*TEXT EXCERPT:*
------------------------------------

# Logistic Regression

Logistic Regression is not a regression but a classification algorithm. It also happens to be one of the major stepping stones towards Neural Networks and therefore interesting to learn more about. This notebook demonstrates how Logistic Regression works.


# Data

We can use a classifier on the Wine data set by converting the target variable to a boolean: $y = 1$ if the quality >= 6 or 0 otherwise. The easiest way is to create a new column for our label whether the wine is 'good'.

In [1]:
from ml import *
from scipy.special import expit as logit # is more stable in case of overflows
data = wines_binary('quality', 'alcohol', 'pH', threshold=6)
data.plot2d()

In [2]:
# first we plot it so that the plot shows alcohol and pH and then add a bias.
data.bias = 1
data.column_y = True

# Cost Function and Update Rule

To estimate $\theta$ we use the vectorized version of the cost function:

$$ J(\theta) = -\frac{1}{m} \left[ y^T \cdot log \left( logit( X \cdot \theta ) \right) + (1 - y^T) \cdot log \left( 1 - logit( X \cdot \theta ) \right) \right] $$

and update rule:

$$ \theta := \theta - \frac{\alpha}{m} \cdot X^T \cdot (\ logit(X \cdot \theta) - y )$$

Next we write a function `fit_model` that uses Batch Gradient Descent to estimate $\theta$ by repeatedly applying the update rule for some number of iterations. We start by defining the hypothesis $h(X, \theta)$. Remember that the result of the logit can be interpreted as the likelihood that $y=1$.

In [3]:
def h(X, 𝜃):
    return logit(X @ 𝜃)

In [4]:
"""
Updates parameters theta for #iterations using the logistic regression update rule
X: n x m matrix containing the input for n training examples, each having m features
y: n x 1 matrix containing the correct class {0,1} for the n training examples
alpha: learning rate
iterations: number of iterations
returns: theta
"""
def fit_model(X, y, alpha=0.00001, iterations=50000):
    m = X.shape[1]            # het aantal coefficienten
    𝜃 = np.zeros((m, 1))  # initialiseer theta
    for iter in range(iterations):
        𝜃 -= (alpha / m) * X.T @ ( h(X, 𝜃) - y )
    return 𝜃

# Interpreting the coefficients

Now, we'll fit the model and look at the values for $\theta$. Our analysis of the logistic function told us that values of $\theta^T \cdot x > 0$ contribute to predicting class 1 and values of $\theta^T \cdot x < 0$ contribute to predicting class 1. Therefore, we can see from the sign of $\theta_1$ that a higher alcohol percentage is associated with good wine and from the sign of $\theta_2$ that a higher pH-value is associated with bad wine.

In [5]:
𝜃 = fit_model(data.train_X, data.train_y)
𝜃

array([[-1.12640594],
       [ 1.0476586 ],
       [-2.88445623]])

------------------------------------

*RECORDED INFORMATION:*
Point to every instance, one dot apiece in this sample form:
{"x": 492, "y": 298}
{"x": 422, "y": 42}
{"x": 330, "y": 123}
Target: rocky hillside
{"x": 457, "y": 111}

------------------------------------

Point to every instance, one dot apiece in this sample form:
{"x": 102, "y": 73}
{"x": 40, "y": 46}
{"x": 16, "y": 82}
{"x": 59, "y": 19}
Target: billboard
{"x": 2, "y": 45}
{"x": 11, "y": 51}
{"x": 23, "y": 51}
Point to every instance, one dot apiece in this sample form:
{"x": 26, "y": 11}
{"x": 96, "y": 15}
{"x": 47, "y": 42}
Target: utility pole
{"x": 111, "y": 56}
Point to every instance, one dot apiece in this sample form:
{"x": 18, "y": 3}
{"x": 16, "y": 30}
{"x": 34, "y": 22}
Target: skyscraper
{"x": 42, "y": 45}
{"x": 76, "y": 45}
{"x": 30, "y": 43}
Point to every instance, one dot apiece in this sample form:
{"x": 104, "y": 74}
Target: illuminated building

------------------------------------

*DO THIS:* In the logistic regression notebook, what quality score makes a wine count as good?

*RESPONSE:* A quality of 6 or higher.